── Exercise input ──
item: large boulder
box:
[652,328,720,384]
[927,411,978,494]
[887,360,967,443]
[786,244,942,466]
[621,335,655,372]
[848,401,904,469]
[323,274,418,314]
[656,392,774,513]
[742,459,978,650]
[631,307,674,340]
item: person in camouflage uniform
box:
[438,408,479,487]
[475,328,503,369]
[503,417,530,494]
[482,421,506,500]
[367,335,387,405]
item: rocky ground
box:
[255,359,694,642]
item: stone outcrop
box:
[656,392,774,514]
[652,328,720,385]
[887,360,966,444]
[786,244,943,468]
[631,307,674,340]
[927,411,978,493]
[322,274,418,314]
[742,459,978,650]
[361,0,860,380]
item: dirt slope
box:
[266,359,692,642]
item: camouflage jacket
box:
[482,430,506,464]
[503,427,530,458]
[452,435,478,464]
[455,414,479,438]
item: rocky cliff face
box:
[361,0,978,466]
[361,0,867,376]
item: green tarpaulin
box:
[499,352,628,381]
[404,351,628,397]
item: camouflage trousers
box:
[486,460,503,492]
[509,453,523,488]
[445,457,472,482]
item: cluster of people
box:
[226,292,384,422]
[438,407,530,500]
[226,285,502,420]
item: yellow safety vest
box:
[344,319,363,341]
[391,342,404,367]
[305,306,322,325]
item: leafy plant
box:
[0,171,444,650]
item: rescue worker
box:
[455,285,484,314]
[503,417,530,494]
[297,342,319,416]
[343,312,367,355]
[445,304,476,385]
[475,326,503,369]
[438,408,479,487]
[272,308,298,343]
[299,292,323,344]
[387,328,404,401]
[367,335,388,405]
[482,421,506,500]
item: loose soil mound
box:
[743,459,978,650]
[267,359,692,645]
───
# Work to be completed
Copy the records from the line with "item: green tarpaulin" through the last line, keeping the item lines, and shift every box coordinate by adding 53 to it.

# Result of the exercise
item: green tarpaulin
box:
[552,405,681,434]
[457,404,681,450]
item: camouflage trousers
box:
[539,513,556,545]
[562,506,576,541]
[498,510,525,535]
item: cluster of people
box:
[279,345,437,475]
[491,460,583,553]
[279,338,555,473]
item: yellow safety vest
box:
[397,372,416,394]
[444,395,457,420]
[358,359,375,378]
item: leafy plant
box:
[53,224,497,703]
item: rescue worker
box:
[508,338,537,367]
[556,470,583,547]
[350,395,372,469]
[396,365,420,408]
[498,357,529,438]
[528,379,556,422]
[491,461,532,540]
[325,361,351,396]
[352,345,376,397]
[440,381,457,454]
[420,388,441,458]
[535,474,559,553]
item: loose soil mound
box:
[796,512,1031,703]
[320,412,745,698]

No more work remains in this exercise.